*** Opening of GIVEN DATA ***

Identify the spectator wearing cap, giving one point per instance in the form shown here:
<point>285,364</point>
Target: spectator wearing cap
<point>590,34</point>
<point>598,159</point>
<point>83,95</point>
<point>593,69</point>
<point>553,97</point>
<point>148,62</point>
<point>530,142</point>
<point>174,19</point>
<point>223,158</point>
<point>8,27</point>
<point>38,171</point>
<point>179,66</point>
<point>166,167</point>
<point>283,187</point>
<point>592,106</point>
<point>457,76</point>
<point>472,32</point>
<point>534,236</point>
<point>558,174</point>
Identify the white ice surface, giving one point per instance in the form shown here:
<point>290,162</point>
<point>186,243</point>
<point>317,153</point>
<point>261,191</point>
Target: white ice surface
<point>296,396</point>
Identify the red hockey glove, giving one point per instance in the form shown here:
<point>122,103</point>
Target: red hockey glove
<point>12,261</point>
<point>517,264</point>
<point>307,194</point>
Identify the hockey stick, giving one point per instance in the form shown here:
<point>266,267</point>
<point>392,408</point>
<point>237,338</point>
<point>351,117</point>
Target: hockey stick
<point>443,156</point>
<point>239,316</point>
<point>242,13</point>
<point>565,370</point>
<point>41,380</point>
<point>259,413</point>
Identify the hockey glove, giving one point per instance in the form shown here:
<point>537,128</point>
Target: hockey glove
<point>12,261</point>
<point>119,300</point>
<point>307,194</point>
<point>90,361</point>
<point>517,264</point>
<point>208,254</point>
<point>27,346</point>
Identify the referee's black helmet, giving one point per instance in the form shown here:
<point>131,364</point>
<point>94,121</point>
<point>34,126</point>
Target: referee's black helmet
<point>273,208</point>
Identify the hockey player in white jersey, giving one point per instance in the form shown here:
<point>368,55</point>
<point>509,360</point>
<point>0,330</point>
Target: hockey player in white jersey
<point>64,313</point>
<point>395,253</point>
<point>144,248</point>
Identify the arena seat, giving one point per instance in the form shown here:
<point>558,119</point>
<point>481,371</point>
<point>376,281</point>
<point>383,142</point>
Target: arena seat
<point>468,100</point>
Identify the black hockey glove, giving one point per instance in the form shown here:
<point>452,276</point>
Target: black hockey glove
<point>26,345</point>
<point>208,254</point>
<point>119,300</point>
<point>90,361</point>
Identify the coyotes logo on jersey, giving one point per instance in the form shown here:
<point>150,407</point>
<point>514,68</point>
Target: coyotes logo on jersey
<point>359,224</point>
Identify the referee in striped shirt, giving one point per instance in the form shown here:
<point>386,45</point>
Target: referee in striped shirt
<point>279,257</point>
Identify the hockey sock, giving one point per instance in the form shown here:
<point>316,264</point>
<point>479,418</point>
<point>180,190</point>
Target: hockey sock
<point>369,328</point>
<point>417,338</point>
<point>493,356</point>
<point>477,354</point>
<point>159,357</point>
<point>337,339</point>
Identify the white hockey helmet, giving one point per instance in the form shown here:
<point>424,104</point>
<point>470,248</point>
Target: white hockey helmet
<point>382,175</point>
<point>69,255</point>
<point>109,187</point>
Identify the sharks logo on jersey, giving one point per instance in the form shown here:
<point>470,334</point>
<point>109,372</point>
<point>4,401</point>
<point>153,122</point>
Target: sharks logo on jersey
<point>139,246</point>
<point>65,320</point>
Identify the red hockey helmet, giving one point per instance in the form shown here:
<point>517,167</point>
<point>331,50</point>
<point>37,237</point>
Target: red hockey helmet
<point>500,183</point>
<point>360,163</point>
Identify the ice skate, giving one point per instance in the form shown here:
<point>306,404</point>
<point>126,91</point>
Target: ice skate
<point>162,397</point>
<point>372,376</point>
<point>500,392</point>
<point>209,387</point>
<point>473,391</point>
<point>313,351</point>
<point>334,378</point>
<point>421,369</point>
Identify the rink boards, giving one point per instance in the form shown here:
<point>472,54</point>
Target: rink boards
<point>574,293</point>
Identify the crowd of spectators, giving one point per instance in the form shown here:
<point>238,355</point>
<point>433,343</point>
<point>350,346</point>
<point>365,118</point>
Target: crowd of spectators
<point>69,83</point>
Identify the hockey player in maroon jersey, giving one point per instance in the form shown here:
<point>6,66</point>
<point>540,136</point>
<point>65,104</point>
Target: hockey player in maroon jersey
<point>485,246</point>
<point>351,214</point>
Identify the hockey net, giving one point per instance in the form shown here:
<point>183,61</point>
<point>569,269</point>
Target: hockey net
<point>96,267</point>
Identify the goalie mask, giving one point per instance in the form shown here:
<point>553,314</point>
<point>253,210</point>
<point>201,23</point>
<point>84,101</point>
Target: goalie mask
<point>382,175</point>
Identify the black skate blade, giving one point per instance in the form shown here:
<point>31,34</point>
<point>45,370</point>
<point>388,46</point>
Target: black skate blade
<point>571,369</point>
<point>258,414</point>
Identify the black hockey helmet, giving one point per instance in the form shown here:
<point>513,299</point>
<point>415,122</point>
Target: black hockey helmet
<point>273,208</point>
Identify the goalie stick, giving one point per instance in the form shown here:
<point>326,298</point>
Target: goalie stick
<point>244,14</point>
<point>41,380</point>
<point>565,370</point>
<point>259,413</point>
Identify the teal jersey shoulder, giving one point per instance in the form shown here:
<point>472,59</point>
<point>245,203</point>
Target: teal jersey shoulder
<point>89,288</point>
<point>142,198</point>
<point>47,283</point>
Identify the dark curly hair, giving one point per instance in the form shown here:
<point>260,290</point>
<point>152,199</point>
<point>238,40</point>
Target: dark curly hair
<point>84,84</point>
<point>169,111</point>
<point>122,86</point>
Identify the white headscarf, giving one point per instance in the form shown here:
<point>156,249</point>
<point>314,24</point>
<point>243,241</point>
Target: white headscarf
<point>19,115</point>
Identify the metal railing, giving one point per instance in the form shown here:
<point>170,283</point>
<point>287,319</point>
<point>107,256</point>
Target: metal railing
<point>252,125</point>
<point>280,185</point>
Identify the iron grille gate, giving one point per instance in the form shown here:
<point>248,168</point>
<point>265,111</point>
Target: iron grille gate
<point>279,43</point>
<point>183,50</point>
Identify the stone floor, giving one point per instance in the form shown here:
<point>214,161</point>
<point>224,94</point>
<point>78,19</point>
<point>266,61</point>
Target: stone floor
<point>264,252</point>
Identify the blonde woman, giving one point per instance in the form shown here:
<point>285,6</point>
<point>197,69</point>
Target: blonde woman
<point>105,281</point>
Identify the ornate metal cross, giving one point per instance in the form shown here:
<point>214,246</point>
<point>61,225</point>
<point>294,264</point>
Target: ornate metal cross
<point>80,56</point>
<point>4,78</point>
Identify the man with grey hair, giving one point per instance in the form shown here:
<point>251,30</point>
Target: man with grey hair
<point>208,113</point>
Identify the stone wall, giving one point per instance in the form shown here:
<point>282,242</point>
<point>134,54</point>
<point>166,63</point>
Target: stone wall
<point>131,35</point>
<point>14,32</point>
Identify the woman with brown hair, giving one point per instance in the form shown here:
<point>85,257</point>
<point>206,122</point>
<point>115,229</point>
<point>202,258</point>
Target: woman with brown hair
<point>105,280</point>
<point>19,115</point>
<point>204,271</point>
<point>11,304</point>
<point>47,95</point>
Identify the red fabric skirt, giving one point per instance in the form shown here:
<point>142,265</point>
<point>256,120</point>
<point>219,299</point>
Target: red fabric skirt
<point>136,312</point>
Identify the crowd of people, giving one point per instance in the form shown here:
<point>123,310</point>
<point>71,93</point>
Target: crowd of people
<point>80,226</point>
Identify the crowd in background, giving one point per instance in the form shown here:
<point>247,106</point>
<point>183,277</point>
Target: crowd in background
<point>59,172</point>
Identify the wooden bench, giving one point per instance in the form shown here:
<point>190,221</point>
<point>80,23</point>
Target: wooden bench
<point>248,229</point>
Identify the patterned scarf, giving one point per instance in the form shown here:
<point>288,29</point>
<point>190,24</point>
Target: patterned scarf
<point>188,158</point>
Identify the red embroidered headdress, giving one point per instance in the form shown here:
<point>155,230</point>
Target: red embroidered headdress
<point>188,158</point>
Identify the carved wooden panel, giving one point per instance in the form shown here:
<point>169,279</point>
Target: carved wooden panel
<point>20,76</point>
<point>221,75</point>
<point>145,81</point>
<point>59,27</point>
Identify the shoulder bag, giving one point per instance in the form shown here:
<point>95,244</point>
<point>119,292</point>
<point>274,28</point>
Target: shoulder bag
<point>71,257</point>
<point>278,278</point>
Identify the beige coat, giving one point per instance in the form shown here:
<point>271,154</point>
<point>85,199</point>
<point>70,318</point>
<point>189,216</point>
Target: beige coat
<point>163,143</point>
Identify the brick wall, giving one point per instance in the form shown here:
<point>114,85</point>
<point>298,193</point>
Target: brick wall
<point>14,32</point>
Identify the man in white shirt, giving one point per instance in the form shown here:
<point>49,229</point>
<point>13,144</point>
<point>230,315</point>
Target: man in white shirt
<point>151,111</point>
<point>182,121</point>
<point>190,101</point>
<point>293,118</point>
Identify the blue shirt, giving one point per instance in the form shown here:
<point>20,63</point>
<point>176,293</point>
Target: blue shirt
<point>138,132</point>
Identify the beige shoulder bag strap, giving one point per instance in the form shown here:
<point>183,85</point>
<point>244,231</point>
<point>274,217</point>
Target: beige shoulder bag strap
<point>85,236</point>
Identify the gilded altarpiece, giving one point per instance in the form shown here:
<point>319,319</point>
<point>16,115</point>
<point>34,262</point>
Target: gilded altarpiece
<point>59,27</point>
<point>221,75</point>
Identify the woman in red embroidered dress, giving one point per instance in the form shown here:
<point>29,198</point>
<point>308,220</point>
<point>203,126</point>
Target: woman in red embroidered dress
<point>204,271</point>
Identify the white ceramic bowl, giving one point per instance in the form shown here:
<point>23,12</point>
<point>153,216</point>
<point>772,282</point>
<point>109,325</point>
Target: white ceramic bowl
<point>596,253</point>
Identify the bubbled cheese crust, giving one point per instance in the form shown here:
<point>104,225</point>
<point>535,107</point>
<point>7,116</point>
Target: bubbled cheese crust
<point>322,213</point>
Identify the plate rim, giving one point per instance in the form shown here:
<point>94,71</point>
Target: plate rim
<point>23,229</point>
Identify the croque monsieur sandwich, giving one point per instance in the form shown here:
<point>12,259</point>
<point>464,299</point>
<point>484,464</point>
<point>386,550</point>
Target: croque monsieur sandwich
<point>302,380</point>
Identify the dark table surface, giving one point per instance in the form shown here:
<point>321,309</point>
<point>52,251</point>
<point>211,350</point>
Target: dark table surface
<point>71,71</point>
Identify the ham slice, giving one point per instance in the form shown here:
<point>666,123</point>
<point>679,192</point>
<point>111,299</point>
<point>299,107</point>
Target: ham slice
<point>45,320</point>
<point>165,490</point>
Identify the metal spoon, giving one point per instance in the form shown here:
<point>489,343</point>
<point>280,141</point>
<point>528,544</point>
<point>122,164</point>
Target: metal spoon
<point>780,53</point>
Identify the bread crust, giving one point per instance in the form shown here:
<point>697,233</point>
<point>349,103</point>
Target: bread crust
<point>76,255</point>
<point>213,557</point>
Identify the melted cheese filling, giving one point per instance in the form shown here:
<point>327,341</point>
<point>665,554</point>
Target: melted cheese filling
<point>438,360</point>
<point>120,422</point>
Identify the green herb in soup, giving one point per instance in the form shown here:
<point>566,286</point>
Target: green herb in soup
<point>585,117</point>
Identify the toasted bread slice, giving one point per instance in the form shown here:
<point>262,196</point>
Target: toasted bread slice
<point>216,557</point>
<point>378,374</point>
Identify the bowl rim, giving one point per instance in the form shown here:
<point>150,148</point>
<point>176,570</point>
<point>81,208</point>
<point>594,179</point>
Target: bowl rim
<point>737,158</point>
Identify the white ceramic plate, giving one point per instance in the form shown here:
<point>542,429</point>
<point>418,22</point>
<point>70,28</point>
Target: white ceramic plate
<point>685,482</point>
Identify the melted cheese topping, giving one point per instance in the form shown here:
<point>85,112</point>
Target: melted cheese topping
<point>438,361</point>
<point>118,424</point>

*** Close of GIVEN DATA ***

WHAT TO WORK ON. For this exercise, please output exactly the lines above starting at the line with "Identify the patterned" and ending at the line with "<point>169,279</point>", ends included.

ANSWER SPACE.
Identify the patterned scarf, giving one point per instance in the form shown here:
<point>288,29</point>
<point>190,24</point>
Target: patterned scarf
<point>188,158</point>
Identify the red embroidered headdress, giving one point per instance in the form shown here:
<point>155,230</point>
Target: red embroidered headdress
<point>188,158</point>
Identify the carved wooden panel, giving one point per instance in the form shown here:
<point>169,279</point>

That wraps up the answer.